Bug #120223 VECTOR(0) silently accepted, produces unusable column with corrupted metadata (dimension 4294967295)
Submitted: 7 Apr 12:06 Modified: 9 Apr 19:32
Reporter: Yakir Gibraltar (OCA) Email Updates:
Status: Verified Impact on me:
None 
Category:MySQL Server: Data Types Severity:S2 (Serious)
Version:9.6.0 OS:Linux
Assigned to: CPU Architecture:Any

[7 Apr 12:06] Yakir Gibraltar
Description:
VECTOR(0) is silently accepted as a valid column definition. Instead of raising an error, MySQL creates a column with corrupted metadata:

  - SHOW CREATE TABLE reports the dimension as vector(4294967295) — unsigned integer underflow of (0 * 4 = 0) bytes wrapping to UINT32_MAX.
  - INFORMATION_SCHEMA.COLUMNS reports CHARACTER_MAXIMUM_LENGTH = 0.
  - Every INSERT fails with "ERROR 1406: Data too long for column", making the column permanently unusable.

The same broken path is also triggered by VECTOR(2147483648), which produces vector(0) in SHOW CREATE TABLE and a similarly unusable column.

A minimum dimension of 1 is never enforced at parse time, so dimension 0 passes through to storage where it causes metadata corruption.

Thank you,
Yakir Gibraltar

How to repeat:
-- Tested on MySQL 9.6.0 (Docker image)

DROP DATABASE IF EXISTS vectordb;
CREATE DATABASE vectordb;
USE vectordb;

-- Case 1: VECTOR(0)

+---+

| JOB 1 |
Retype the bug report between "- Every INSERT" and "causes metadata corruption.", inclusive.
| JOB 2 |
According to the bug report, what dimension does SHOW CREATE TABLE display for a column defined as VECTOR(0)?

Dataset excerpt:
+---+

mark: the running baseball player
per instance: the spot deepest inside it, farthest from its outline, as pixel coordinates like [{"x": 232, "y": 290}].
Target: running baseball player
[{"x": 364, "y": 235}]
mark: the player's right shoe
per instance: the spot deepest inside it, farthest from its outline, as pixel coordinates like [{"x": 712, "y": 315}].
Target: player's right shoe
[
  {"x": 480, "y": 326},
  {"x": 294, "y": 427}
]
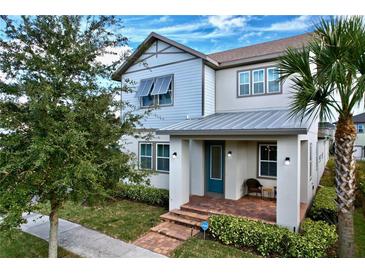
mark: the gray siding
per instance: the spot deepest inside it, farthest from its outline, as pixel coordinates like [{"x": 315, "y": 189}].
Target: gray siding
[
  {"x": 187, "y": 94},
  {"x": 209, "y": 90},
  {"x": 226, "y": 92}
]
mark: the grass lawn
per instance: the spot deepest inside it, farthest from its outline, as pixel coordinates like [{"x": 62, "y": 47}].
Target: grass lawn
[
  {"x": 125, "y": 220},
  {"x": 359, "y": 226},
  {"x": 22, "y": 245},
  {"x": 197, "y": 247}
]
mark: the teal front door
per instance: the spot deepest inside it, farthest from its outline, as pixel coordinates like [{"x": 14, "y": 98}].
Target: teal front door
[{"x": 214, "y": 166}]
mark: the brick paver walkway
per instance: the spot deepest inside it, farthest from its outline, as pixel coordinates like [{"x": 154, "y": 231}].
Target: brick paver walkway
[
  {"x": 158, "y": 243},
  {"x": 180, "y": 225}
]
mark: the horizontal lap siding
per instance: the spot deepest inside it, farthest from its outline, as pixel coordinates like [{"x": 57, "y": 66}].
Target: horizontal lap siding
[
  {"x": 226, "y": 92},
  {"x": 209, "y": 90},
  {"x": 187, "y": 91}
]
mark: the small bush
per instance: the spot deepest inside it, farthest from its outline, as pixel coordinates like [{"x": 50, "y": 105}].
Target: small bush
[
  {"x": 324, "y": 206},
  {"x": 142, "y": 193},
  {"x": 271, "y": 240}
]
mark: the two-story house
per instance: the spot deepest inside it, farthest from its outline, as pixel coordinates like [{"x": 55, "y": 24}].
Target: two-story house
[{"x": 221, "y": 119}]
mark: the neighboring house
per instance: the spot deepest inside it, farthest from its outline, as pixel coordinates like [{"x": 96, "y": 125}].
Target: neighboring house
[
  {"x": 223, "y": 118},
  {"x": 359, "y": 149}
]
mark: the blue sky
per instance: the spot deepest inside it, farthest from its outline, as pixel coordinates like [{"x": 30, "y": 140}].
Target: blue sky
[{"x": 216, "y": 33}]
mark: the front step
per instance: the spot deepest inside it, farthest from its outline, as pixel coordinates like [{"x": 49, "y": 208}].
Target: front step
[
  {"x": 198, "y": 210},
  {"x": 190, "y": 215},
  {"x": 171, "y": 217},
  {"x": 176, "y": 231}
]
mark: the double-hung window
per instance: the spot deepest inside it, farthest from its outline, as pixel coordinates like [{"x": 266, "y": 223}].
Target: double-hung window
[
  {"x": 145, "y": 155},
  {"x": 310, "y": 160},
  {"x": 163, "y": 157},
  {"x": 273, "y": 82},
  {"x": 267, "y": 160},
  {"x": 244, "y": 83},
  {"x": 258, "y": 81},
  {"x": 144, "y": 92},
  {"x": 156, "y": 91},
  {"x": 360, "y": 128}
]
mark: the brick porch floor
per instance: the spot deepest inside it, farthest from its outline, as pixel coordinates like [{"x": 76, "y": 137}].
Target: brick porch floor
[{"x": 248, "y": 206}]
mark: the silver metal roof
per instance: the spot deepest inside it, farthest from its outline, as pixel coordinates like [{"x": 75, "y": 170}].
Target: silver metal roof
[{"x": 264, "y": 122}]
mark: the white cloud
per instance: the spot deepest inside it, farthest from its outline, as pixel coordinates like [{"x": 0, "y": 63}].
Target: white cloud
[
  {"x": 227, "y": 22},
  {"x": 114, "y": 54},
  {"x": 302, "y": 22},
  {"x": 163, "y": 19},
  {"x": 248, "y": 35}
]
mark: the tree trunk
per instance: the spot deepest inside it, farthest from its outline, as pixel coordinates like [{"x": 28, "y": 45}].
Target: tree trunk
[
  {"x": 53, "y": 230},
  {"x": 345, "y": 184}
]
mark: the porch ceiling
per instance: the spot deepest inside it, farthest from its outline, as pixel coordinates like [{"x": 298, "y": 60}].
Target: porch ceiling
[{"x": 265, "y": 122}]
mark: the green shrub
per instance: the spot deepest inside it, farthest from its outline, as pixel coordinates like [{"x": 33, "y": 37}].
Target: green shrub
[
  {"x": 142, "y": 193},
  {"x": 271, "y": 240},
  {"x": 324, "y": 206}
]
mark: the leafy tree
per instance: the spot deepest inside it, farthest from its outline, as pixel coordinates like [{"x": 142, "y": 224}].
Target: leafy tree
[
  {"x": 329, "y": 76},
  {"x": 59, "y": 132}
]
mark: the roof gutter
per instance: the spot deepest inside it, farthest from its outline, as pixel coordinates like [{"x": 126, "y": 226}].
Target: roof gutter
[{"x": 284, "y": 131}]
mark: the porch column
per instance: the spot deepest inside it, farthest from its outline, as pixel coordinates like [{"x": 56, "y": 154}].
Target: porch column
[
  {"x": 197, "y": 167},
  {"x": 288, "y": 183},
  {"x": 179, "y": 188}
]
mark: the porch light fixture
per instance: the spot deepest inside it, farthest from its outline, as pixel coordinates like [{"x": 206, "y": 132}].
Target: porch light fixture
[{"x": 287, "y": 161}]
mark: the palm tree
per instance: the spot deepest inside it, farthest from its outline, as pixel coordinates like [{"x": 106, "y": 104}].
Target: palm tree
[{"x": 329, "y": 78}]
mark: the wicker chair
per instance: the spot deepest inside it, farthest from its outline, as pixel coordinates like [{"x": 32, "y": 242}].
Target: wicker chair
[{"x": 254, "y": 186}]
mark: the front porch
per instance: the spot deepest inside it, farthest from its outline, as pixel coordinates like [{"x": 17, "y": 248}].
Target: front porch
[
  {"x": 219, "y": 153},
  {"x": 211, "y": 174},
  {"x": 251, "y": 207}
]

+---+

| EXPECTED OUTPUT 1 |
- Every INSERT fails with "ERROR 1406: Data too long for column", making the column permanently unusable.

The same broken path is also triggered by VECTOR(2147483648), which produces vector(0) in SHOW CREATE TABLE and a similarly unusable column.

A minimum dimension of 1 is never enforced at parse time, so dimension 0 passes through to storage where it causes metadata corruption.

| EXPECTED OUTPUT 2 |
vector(4294967295)